▸ **PASSAGE TO READ**
In the 10x Genomics system, a large number of GEMs (Gel Beads-in-emulsion) are generated. A fraction of those GEMs contain a cell, some of which are T or B cell.
T or B cell detection occurs by the identification and counting of V(D)J transcripts from those cells. Some T and B cells have very low expression levels for these transcripts, and thus these may not be detected. Conversely, sufficiently high levels of extracellular mRNA may result in some barcodes being misidentified as T or B cells. Thus the goal of the V(D)J cell calling algorithm is to approximate the set of barcodes that contain a T or B cell. The cell calling algorithm is executed as part of the assembly algorithm.
To be identified as a T or B cell, a barcode must satisfy the following three requirements:
-
There must be a productive, confident contig. If there is only one such contig, there must be more than one UMI supporting its junction region. In de novo mode, the presence of a contig is the only requirement. Although other cell types can exhibit transcription within the TCR and BCR loci, only T and B cells produce fully rearranged transcripts that contain both a V and a C segment. Therefore, having a productive contig serves as evidence that a transcript from a T or B cell was present in the GEM. However, the transcript may not have arisen from an intact cell (background noise), i.e., captured from fluid between cells. To reduce the likelihood of calling such background transcripts as cells, the algorithm requires each barcode to be supported by more than one UMI.

▸ **EXPLORE THE MATERIAL**
- 1) According to the passage on V(D)J cell calling, what is the only requirement for a barcode in de novo mode?
- 2) Retype the stretch of the passage on V(D)J cell calling from "In the 10x Genomics" through "the assembly algorithm.".
- 3) Extend the passage on V(D)J cell calling, picking up after its last sentence.

▸ **ENTRIES SHOWN**
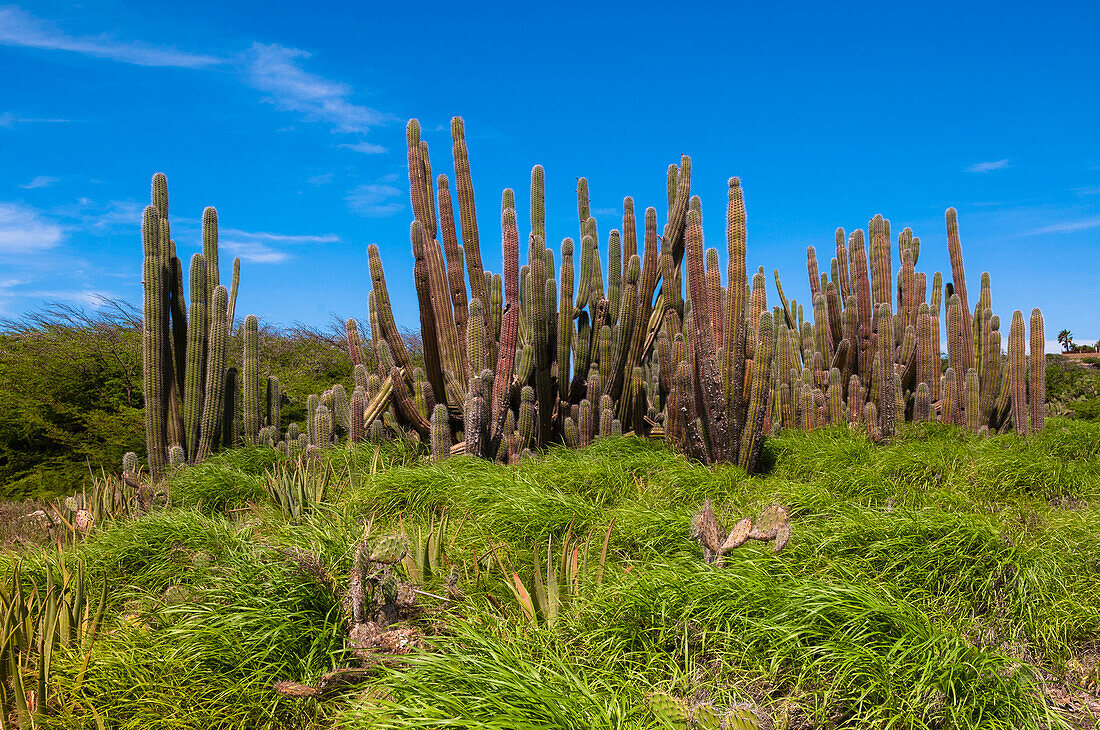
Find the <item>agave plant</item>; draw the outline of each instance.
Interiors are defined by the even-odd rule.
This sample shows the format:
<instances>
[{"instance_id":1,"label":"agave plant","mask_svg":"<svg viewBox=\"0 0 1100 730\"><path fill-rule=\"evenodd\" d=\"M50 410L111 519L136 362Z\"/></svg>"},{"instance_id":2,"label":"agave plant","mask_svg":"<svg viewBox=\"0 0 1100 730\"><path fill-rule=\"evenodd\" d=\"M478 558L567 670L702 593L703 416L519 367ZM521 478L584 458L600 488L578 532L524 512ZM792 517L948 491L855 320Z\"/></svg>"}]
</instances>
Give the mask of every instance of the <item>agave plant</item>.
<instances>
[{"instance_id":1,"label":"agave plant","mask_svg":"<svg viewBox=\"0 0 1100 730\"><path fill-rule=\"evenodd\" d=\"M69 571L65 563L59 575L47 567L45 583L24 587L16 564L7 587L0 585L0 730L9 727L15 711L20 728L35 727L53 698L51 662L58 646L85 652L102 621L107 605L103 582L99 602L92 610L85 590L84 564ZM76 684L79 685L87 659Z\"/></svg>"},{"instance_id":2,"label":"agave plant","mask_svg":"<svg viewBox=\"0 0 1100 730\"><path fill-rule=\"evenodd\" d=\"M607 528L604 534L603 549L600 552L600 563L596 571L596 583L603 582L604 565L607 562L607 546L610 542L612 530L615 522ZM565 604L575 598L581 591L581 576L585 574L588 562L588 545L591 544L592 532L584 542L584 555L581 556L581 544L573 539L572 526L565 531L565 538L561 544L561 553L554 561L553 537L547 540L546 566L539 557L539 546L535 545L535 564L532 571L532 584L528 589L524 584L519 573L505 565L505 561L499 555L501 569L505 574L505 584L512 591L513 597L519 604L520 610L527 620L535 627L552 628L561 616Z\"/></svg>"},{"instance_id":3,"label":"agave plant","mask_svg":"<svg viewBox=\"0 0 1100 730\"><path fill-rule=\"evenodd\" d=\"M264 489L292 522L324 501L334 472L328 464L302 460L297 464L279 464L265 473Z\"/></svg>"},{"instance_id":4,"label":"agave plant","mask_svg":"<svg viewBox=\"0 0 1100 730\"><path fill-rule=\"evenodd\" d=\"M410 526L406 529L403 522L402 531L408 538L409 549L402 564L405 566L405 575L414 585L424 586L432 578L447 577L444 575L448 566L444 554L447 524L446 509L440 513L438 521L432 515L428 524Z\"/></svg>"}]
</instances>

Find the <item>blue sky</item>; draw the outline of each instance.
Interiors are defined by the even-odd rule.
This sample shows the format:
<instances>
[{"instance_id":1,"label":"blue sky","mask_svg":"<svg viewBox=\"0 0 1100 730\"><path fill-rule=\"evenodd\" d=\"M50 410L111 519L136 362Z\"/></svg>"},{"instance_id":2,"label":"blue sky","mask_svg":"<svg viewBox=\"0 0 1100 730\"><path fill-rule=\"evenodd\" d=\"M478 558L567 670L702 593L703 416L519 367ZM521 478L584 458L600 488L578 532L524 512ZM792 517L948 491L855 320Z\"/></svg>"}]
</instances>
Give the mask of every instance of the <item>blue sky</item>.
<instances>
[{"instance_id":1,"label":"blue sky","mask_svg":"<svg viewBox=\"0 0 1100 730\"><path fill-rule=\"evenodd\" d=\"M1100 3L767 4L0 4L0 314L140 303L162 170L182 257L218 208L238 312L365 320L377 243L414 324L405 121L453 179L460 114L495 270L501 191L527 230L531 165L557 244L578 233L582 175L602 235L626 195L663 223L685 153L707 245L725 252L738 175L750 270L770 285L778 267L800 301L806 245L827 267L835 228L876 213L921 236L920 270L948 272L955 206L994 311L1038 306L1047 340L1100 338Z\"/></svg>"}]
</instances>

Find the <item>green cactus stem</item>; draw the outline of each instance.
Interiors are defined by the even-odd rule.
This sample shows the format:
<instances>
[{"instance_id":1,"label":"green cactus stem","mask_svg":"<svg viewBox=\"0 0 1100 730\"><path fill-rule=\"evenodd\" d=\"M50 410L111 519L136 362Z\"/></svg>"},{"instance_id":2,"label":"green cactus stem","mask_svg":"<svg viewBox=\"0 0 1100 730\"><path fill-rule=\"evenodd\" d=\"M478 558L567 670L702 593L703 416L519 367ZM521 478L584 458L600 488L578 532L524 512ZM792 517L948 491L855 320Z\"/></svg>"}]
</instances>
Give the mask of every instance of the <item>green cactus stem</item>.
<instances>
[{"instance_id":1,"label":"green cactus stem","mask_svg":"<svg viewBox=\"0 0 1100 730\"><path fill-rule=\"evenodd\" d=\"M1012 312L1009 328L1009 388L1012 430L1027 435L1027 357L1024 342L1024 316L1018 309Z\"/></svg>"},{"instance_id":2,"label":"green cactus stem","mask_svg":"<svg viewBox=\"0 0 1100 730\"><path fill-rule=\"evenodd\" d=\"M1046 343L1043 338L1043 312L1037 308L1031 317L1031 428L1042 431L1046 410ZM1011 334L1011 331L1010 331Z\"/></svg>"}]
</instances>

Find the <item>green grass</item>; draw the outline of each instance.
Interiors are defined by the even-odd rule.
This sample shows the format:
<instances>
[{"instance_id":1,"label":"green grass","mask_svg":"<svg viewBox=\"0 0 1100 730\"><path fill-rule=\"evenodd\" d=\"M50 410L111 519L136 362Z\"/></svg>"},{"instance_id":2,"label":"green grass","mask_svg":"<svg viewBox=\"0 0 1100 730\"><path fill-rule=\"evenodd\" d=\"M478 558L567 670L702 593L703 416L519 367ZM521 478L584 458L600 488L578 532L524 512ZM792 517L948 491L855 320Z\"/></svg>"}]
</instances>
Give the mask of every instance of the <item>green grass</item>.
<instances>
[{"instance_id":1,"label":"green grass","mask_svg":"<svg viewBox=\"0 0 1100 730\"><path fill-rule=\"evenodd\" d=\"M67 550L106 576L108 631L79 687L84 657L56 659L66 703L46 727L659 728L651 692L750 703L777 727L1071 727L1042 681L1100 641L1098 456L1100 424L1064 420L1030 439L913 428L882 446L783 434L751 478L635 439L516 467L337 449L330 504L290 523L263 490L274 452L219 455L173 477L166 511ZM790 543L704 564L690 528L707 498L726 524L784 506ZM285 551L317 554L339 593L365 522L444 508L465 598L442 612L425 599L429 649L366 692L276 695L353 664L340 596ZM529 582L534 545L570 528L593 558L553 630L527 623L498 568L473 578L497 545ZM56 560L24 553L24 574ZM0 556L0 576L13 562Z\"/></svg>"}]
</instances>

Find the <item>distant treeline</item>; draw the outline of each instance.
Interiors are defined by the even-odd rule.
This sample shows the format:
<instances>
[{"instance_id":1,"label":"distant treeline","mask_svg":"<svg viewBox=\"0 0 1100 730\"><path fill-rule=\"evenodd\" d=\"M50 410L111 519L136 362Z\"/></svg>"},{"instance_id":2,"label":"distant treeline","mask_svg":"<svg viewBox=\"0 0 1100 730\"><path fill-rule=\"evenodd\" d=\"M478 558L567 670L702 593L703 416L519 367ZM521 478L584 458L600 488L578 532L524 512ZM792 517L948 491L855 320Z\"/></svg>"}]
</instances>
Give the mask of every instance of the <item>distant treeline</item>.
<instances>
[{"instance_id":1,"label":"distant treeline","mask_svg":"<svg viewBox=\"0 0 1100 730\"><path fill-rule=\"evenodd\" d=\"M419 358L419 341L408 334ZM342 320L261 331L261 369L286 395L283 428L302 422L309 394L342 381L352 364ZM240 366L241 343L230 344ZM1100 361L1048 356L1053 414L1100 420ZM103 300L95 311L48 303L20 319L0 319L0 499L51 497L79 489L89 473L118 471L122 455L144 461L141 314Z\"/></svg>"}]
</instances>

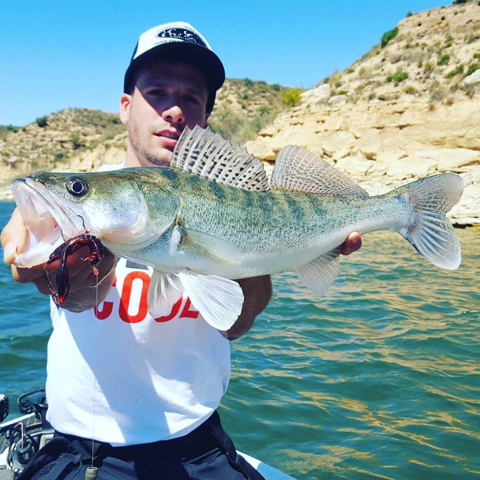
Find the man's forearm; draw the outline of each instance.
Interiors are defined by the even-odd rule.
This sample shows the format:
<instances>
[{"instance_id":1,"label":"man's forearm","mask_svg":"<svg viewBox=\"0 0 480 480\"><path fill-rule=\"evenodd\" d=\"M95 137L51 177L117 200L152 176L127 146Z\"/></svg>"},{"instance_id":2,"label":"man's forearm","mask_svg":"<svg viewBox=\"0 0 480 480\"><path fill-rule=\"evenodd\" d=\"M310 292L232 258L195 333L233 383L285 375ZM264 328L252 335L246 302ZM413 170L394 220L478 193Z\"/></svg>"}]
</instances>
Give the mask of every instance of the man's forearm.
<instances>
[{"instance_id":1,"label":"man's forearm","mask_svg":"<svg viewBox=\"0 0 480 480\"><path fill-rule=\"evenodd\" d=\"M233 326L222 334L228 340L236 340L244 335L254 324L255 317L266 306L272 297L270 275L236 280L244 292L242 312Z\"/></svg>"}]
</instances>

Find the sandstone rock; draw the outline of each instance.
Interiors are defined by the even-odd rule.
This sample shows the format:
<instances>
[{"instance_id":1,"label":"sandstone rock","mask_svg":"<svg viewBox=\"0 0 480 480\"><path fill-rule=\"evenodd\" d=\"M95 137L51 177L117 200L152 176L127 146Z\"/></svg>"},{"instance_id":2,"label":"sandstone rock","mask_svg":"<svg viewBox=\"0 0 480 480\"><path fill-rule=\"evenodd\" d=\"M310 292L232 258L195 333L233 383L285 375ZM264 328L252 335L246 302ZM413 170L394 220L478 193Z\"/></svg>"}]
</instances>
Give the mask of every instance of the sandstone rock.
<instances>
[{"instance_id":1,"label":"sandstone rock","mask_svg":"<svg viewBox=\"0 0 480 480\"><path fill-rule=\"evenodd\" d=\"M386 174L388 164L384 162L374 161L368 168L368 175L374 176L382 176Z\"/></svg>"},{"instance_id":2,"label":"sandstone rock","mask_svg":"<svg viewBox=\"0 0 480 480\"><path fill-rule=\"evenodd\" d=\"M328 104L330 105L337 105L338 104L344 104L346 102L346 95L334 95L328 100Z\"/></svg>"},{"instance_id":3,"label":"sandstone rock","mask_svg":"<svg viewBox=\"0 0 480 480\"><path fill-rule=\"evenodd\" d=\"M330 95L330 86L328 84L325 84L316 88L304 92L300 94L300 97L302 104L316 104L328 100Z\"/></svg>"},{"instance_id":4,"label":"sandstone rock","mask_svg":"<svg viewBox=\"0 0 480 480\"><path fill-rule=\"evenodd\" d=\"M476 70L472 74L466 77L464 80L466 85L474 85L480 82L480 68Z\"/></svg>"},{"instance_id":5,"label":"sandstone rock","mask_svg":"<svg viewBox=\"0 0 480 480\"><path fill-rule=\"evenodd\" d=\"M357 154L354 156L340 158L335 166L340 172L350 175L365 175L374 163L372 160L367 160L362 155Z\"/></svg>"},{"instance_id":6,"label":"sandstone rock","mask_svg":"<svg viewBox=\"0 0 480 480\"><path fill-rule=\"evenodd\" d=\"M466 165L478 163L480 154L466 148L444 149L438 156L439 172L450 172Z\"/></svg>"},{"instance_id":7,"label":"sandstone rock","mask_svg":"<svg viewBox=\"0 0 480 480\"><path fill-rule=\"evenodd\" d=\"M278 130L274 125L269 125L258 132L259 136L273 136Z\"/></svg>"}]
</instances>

▸ **ANSWER LIST**
- 1) The presence of a contig.

- 2)
In the 10x Genomics system, a large number of GEMs (Gel Beads-in-emulsion) are generated. A fraction of those GEMs contain a cell, some of which are T or B cell.
T or B cell detection occurs by the identification and counting of V(D)J transcripts from those cells. Some T and B cells have very low expression levels for these transcripts, and thus these may not be detected. Conversely, sufficiently high levels of extracellular mRNA may result in some barcodes being misidentified as T or B cells. Thus the goal of the V(D)J cell calling algorithm is to approximate the set of barcodes that contain a T or B cell. The cell calling algorithm is executed as part of the assembly algorithm.

- 3)
-
There must be at least three filtered UMIs having at least two read pairs each (see Assembly Algorithm. This reduces the likelihood of misidentifying a cell as a T or B cell based solely on background transcripts.
-
Compute the N50 value of the number of read pairs per UMI, across all barcodes. For a given barcode, if the maximum read pair count across filtered UMIs is less than 3% of this N50, do not call the barcode a cell. This provides some protection against transcripts arising from index hopping on an Illumina flowcell, and from other forms of cross-library contamination.
In addition to the three requirements listed above, Cell Ranger v3.1 (and later) has a filter to account for noise introduced by plasma cells and B cells containing large amounts of RNA (as documented in the Cell Ranger 3.1 release notes). This 1) tightens the is_cell
filter for low-frequency clones that share a chain with a higher-frequency or large clone, and 2) shrinks high-frequency clones to remove noise from mRNA leakage caused by sample processing (e.g. not due to biological clonal expansion).
Additional cell filters are imposed during clonotype grouping.